• _TASK OBJECTIVE_
Only the lines from the line holding "point_to annotates the sky" to the last line should be output, each exactly as given.

• _STORED DATA_
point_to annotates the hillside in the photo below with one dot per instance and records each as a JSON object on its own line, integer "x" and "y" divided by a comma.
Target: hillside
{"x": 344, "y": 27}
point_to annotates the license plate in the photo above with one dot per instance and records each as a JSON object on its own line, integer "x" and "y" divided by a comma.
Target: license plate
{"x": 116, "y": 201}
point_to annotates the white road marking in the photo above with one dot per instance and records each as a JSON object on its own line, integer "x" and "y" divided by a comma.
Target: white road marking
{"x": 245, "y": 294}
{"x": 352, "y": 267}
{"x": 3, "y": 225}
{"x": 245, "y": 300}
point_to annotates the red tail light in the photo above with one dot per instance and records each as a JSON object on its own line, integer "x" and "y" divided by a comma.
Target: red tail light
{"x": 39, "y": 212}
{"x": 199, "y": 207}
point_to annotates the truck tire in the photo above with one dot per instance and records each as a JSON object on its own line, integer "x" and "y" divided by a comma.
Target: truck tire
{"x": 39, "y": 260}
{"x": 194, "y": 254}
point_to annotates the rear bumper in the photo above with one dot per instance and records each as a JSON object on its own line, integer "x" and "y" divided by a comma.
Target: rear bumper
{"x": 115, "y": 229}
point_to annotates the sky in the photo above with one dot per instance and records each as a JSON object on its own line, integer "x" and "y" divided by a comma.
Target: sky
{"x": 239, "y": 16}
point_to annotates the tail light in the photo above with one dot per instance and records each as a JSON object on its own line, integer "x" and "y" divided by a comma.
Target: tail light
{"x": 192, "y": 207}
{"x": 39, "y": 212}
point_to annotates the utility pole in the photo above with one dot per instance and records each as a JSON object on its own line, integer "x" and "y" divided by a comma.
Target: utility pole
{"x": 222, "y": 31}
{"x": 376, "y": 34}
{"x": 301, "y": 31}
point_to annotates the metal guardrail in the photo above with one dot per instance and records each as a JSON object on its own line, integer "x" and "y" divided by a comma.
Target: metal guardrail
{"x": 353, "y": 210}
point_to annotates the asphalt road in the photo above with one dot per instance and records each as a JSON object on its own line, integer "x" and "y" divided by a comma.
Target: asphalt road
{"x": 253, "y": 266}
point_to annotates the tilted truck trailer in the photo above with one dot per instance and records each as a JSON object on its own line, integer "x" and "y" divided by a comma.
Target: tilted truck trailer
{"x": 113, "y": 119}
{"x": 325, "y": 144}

• _TASK ANSWER_
point_to annotates the sky in the photo above with one dot per instance and records each as a JSON object on its own line, integer "x" and "y" divided by a comma.
Target: sky
{"x": 239, "y": 16}
point_to annotates the tail light in the photo above with one dot per instance and records each as a JSON object on its own line, integer "x" and "y" divided by a comma.
Target: tail light
{"x": 192, "y": 207}
{"x": 39, "y": 212}
point_to annotates the utility pole in the photo above with one dot per instance and records each as a JSON object on its own line, integer "x" and "y" divided by a comma.
Target: utility pole
{"x": 222, "y": 31}
{"x": 376, "y": 34}
{"x": 301, "y": 31}
point_to annotates the metal guardrail in the photo above with one dot per instance and records each as a JSON object on its own line, integer "x" and "y" divided by a comma.
Target: metal guardrail
{"x": 353, "y": 210}
point_to annotates the asphalt road in the photo above with one dot per instance and records each as a JSON object on its own line, integer "x" and "y" divided by a comma.
Target: asphalt road
{"x": 253, "y": 266}
point_to annotates the tilted truck trailer in the photo above with one dot per instance and records each as a JSON object on its own line, integer "x" and "y" divided by a comma.
Target: tilted truck trailer
{"x": 113, "y": 119}
{"x": 325, "y": 144}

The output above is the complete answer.